## EXERCISE INPUT
++++++++++++++++++++

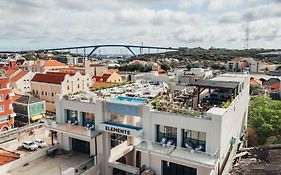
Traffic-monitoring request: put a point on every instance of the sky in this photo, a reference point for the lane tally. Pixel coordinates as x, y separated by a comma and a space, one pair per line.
37, 24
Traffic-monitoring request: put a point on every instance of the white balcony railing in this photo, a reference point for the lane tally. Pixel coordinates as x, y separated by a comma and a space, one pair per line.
198, 157
73, 129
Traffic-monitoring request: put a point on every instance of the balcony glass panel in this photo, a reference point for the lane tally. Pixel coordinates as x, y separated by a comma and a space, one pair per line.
88, 119
71, 116
122, 119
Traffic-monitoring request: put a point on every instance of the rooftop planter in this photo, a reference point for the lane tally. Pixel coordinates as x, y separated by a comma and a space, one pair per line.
159, 104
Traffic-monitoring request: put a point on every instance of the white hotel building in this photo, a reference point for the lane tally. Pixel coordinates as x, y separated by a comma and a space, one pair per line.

++++++++++++++++++++

## EXERCISE
Render the entries from the line that contains "of the rooftop" through the end of the entries as a JSON list of strings, with one string per line and blank lines left out.

## SOLUTION TO THE PROBLEM
[
  "Traffic-monitoring request: put a point on every instance of the rooftop planter in this photo, a reference point for the lane tally. Pixel coordinates as x, y separated by a comma and a space, one pair per line.",
  "159, 104",
  "Traffic-monitoring request: put a point on every instance of the white hotel building in this photo, a reference point for the lane tally. Pixel coordinates as x, y separated by a comma and a space, one pair per line."
]